[Data listing]
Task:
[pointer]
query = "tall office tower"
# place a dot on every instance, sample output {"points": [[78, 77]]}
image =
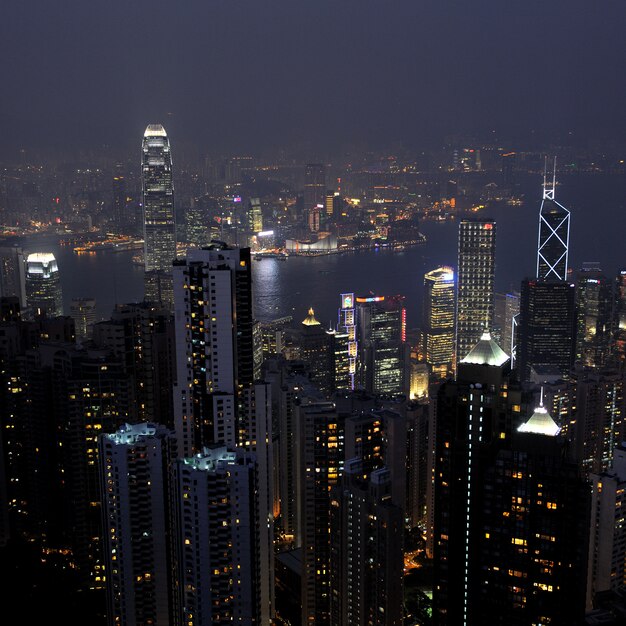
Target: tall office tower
{"points": [[340, 356], [134, 465], [438, 321], [314, 194], [553, 243], [159, 223], [330, 203], [313, 343], [511, 509], [594, 316], [158, 200], [546, 326], [43, 285], [366, 529], [321, 449], [383, 351], [506, 308], [215, 344], [13, 273], [597, 416], [142, 336], [255, 216], [121, 219], [83, 312], [607, 539], [475, 283], [347, 325]]}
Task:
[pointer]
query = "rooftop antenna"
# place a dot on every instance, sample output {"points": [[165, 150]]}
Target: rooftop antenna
{"points": [[548, 191]]}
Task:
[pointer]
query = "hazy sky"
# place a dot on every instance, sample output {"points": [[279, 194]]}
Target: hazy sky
{"points": [[250, 74]]}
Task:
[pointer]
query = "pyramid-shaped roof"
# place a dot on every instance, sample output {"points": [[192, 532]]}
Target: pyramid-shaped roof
{"points": [[540, 423], [486, 352], [310, 320]]}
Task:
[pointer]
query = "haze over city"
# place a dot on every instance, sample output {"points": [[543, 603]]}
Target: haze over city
{"points": [[313, 312]]}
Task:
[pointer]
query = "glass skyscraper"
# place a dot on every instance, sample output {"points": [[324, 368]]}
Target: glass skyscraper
{"points": [[475, 283], [439, 320], [43, 284], [159, 228]]}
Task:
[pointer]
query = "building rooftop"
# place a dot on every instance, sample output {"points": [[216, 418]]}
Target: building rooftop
{"points": [[486, 352], [540, 423], [310, 320], [155, 130]]}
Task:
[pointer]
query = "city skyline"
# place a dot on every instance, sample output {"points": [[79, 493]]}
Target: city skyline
{"points": [[291, 376]]}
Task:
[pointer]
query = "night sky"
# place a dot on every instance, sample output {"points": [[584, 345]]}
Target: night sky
{"points": [[255, 75]]}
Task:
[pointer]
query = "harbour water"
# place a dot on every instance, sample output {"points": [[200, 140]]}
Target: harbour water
{"points": [[598, 233]]}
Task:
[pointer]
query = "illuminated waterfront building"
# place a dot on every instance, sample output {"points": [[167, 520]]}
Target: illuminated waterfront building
{"points": [[347, 326], [475, 283], [383, 364], [314, 194], [43, 285], [553, 243], [546, 326], [438, 321], [595, 323], [159, 225], [158, 200]]}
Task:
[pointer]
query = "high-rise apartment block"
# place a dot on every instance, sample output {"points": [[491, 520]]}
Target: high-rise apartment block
{"points": [[134, 465]]}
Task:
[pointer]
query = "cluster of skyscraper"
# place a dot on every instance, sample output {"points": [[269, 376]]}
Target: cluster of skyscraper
{"points": [[205, 467]]}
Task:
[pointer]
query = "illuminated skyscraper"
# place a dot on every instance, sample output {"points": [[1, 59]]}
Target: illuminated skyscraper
{"points": [[439, 320], [314, 194], [159, 227], [595, 323], [546, 327], [553, 244], [383, 352], [43, 285], [475, 283]]}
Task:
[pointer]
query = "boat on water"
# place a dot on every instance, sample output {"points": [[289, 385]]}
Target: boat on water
{"points": [[281, 256], [111, 245]]}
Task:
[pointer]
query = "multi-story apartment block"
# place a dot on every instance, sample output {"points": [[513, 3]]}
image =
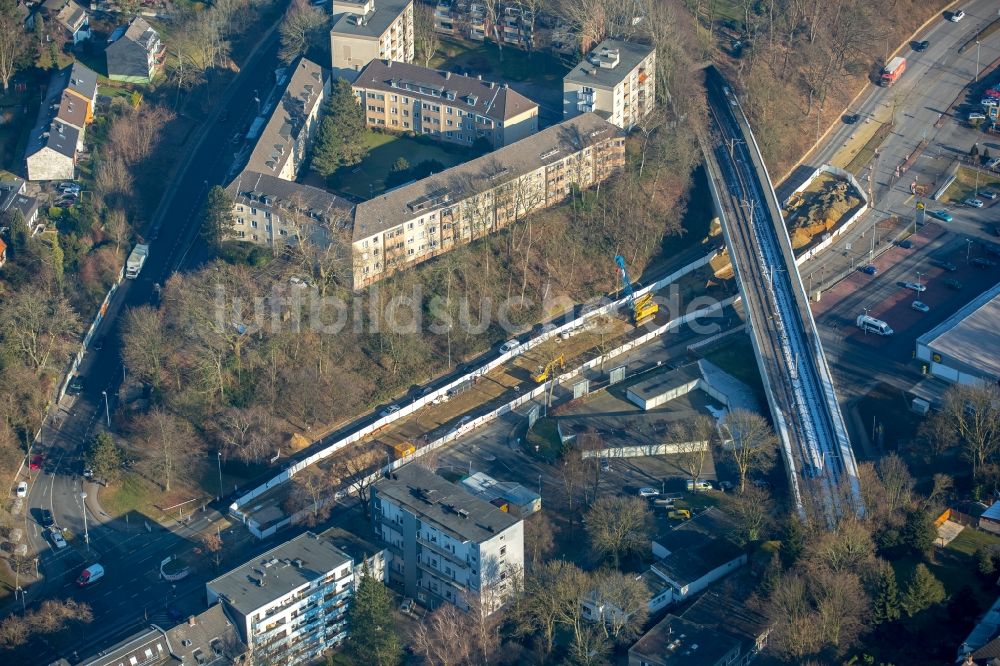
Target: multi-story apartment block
{"points": [[272, 211], [281, 149], [446, 545], [365, 30], [617, 80], [459, 109], [289, 604], [416, 222]]}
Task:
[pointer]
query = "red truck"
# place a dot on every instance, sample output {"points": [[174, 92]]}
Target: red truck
{"points": [[893, 71]]}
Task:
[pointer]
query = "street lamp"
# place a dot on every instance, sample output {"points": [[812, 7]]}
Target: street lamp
{"points": [[86, 533]]}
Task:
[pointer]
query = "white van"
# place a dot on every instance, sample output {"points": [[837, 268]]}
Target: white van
{"points": [[90, 575], [873, 325]]}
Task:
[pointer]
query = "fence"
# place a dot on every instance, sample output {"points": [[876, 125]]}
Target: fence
{"points": [[538, 391], [477, 372]]}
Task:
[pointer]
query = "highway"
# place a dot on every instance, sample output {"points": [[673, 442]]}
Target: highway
{"points": [[819, 460]]}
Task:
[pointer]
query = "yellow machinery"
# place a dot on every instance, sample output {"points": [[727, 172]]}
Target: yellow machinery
{"points": [[544, 372]]}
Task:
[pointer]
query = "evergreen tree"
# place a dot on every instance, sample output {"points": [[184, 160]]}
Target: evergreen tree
{"points": [[923, 591], [371, 634], [217, 216], [340, 139], [885, 596]]}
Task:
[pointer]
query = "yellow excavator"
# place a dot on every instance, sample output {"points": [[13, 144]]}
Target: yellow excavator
{"points": [[545, 371]]}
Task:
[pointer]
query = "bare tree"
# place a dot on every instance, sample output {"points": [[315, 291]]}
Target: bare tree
{"points": [[618, 526], [751, 445]]}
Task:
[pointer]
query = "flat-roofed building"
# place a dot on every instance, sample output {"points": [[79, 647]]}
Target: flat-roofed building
{"points": [[451, 107], [446, 545], [414, 223], [281, 149], [366, 30], [289, 604], [617, 81], [965, 348]]}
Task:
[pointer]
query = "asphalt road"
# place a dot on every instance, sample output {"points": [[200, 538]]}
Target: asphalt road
{"points": [[131, 593]]}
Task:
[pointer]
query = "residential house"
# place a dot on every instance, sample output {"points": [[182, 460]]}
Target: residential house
{"points": [[63, 115], [134, 52], [281, 149], [675, 641], [70, 16], [445, 544], [617, 81], [417, 222], [271, 211], [289, 604], [366, 30], [446, 106], [206, 639]]}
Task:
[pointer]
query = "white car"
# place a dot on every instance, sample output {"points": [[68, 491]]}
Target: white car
{"points": [[57, 539]]}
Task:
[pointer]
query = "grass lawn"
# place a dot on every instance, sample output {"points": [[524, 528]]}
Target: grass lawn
{"points": [[965, 185], [970, 540], [539, 67], [368, 178]]}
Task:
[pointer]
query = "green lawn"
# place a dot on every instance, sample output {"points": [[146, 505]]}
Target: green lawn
{"points": [[368, 178], [539, 67]]}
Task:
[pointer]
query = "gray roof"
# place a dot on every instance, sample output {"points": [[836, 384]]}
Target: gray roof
{"points": [[972, 335], [590, 73], [462, 92], [277, 140], [434, 500], [459, 182], [317, 557], [375, 23], [675, 641]]}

- **Goal**
Write out the data precisely as given, excluding the pictures.

- **Answer to this problem**
Task:
[pointer]
query = "tall office tower"
# place a dot on every instance, sample output {"points": [[78, 77]]}
image =
Target: tall office tower
{"points": [[340, 356], [134, 465], [438, 321], [314, 194], [553, 243], [159, 223], [330, 203], [313, 343], [511, 509], [594, 316], [158, 200], [546, 326], [43, 285], [366, 529], [321, 449], [383, 351], [506, 308], [215, 344], [13, 273], [597, 416], [142, 336], [255, 216], [121, 219], [83, 312], [607, 539], [475, 283], [347, 325]]}
Task:
[pointer]
query = "rooftop antenna"
# place a dot on every instance, sample output {"points": [[165, 150]]}
Target: rooftop antenna
{"points": [[548, 191]]}
Task:
[pointer]
query = "hazy sky"
# place a dot on every instance, sample output {"points": [[279, 194]]}
Target: hazy sky
{"points": [[250, 74]]}
Task:
[pointer]
query = "pyramid-shaped roof"
# place a dot on every instance, sample output {"points": [[192, 532]]}
Target: pyramid-shaped roof
{"points": [[540, 423], [486, 352], [310, 320]]}
Task:
[pointer]
query = "haze over city"
# place a dot on every instance, sample output {"points": [[543, 603]]}
Target: haze over city
{"points": [[313, 312]]}
Task:
[pointer]
query = "glass skyscraper"
# place a dot on every instance, sample output {"points": [[324, 368]]}
Target: glass skyscraper
{"points": [[475, 283], [439, 320], [43, 284], [159, 228]]}
Task:
[pointer]
query = "building rooftop"
# place a dot on every instance, sample output {"points": [[216, 418]]}
Target: building rooftop
{"points": [[486, 352], [540, 423], [310, 320], [155, 130]]}
Task:
[pointer]
query = "city skyline"
# place a dot on every instance, sample output {"points": [[79, 493]]}
Target: city skyline
{"points": [[291, 376]]}
Task:
[pointer]
query = "night sky"
# place a dot on every instance, sample output {"points": [[584, 345]]}
Target: night sky
{"points": [[255, 75]]}
Task:
[pointer]
query = "harbour water"
# place a dot on every instance, sample output {"points": [[200, 140]]}
Target: harbour water
{"points": [[598, 233]]}
Task:
[pointer]
query = "illuminated waterfront building"
# place a dot on every instance, sample output {"points": [[167, 520]]}
Target: illuminated waterfront building
{"points": [[347, 326], [475, 283], [383, 364], [314, 194], [43, 285], [553, 243], [546, 326], [438, 321], [595, 323], [159, 225], [158, 200]]}
Task:
[pointer]
query = "high-rise apartment block"
# place a dot on every instance, sample output {"points": [[491, 520]]}
Target: high-rise apartment block
{"points": [[134, 465]]}
Task:
[pointer]
query = "cluster of skyscraper"
# place a dot on every instance, sample output {"points": [[269, 376]]}
Target: cluster of skyscraper
{"points": [[205, 467]]}
Task:
[pointer]
query = "illuminated skyscraper"
# place a dot on every instance, sample output {"points": [[1, 59]]}
Target: illuminated skyscraper
{"points": [[439, 320], [314, 194], [159, 227], [595, 323], [546, 327], [553, 244], [383, 352], [43, 285], [475, 283]]}
Task:
[pointer]
query = "boat on water"
# place a dot on every instance, sample output {"points": [[289, 385]]}
Target: boat on water
{"points": [[281, 256], [111, 245]]}
Task:
[pointer]
query = "multi-story apartment block"
# place a dot on every instance, sample output {"points": [[513, 3]]}
image =
Target: multi-story apartment block
{"points": [[272, 211], [281, 149], [446, 545], [365, 30], [617, 80], [459, 109], [289, 604], [416, 222]]}
Task:
[pointer]
query = "red truck"
# place a dot on every instance, sample output {"points": [[174, 92]]}
Target: red truck
{"points": [[893, 71]]}
Task:
[pointer]
query = "street lamp"
# place a dot on every instance, sample output {"points": [[812, 7]]}
Target: street lamp
{"points": [[86, 533]]}
Task:
[pointer]
query = "white van"
# place a dot on every instance, sample output {"points": [[837, 268]]}
Target: white van
{"points": [[90, 575], [873, 325]]}
Task:
[pointer]
query = "fence"
# place a dot on every instance, sample output {"points": [[876, 125]]}
Target: fence
{"points": [[538, 391], [477, 372]]}
Task:
[pointer]
query = "highway"
# place a dot on every instance, sample output {"points": [[673, 442]]}
Target: highway
{"points": [[819, 460]]}
Task:
[pointer]
query = "yellow machinery"
# place a dot on every instance, sample output {"points": [[727, 172]]}
Target: yellow machinery
{"points": [[544, 372]]}
Task:
[pointer]
query = "evergreen tree"
# place a dot on every instance, sample output {"points": [[184, 160]]}
Target: evergreen tree
{"points": [[923, 591], [371, 634], [217, 216], [340, 139], [885, 596]]}
Task:
[pointer]
query = "yellow excavator"
# place a dot on every instance, sample output {"points": [[13, 144]]}
Target: yellow excavator
{"points": [[545, 371]]}
Task:
[pointer]
query = "bare tree"
# place a dot on every instance, sample output {"points": [[315, 291]]}
Target: bare tree
{"points": [[618, 526], [751, 445]]}
Task:
[pointer]
query = "flat-roofed building"
# place a dot on every instance, sample output {"points": [[79, 647]]}
Target: flat-roofed building
{"points": [[451, 107], [446, 545], [414, 223], [281, 149], [366, 30], [289, 604], [617, 81], [965, 348]]}
Task:
[pointer]
query = "asphalt road"
# place a dot on every instance, sample output {"points": [[200, 538]]}
Target: asphalt road
{"points": [[131, 593]]}
Task:
[pointer]
query = "residential house"
# place a dot on every instance, sample output {"points": [[182, 460]]}
Target: residential house
{"points": [[63, 115], [134, 52], [281, 149], [675, 641], [70, 16], [445, 544], [617, 81], [417, 222], [271, 211], [289, 604], [366, 30], [446, 106], [206, 639]]}
Task:
[pointer]
query = "white car"
# place a dot on every instance, sample output {"points": [[68, 491]]}
Target: white car
{"points": [[57, 539]]}
Task:
[pointer]
query = "grass lawn"
# place a dot on every instance, sample output {"points": [[524, 528]]}
Target: grass lawn
{"points": [[965, 185], [970, 540], [539, 67], [368, 178]]}
Task:
[pointer]
query = "green lawn"
# place a dot on every instance, sample output {"points": [[146, 505]]}
Target: green lawn
{"points": [[368, 178], [539, 67]]}
Task:
[pointer]
query = "gray roof"
# place a dot on every instance, sample output {"points": [[836, 384]]}
Target: gray roof
{"points": [[972, 335], [590, 73], [462, 92], [277, 140], [434, 500], [459, 182], [317, 557], [375, 23], [675, 641]]}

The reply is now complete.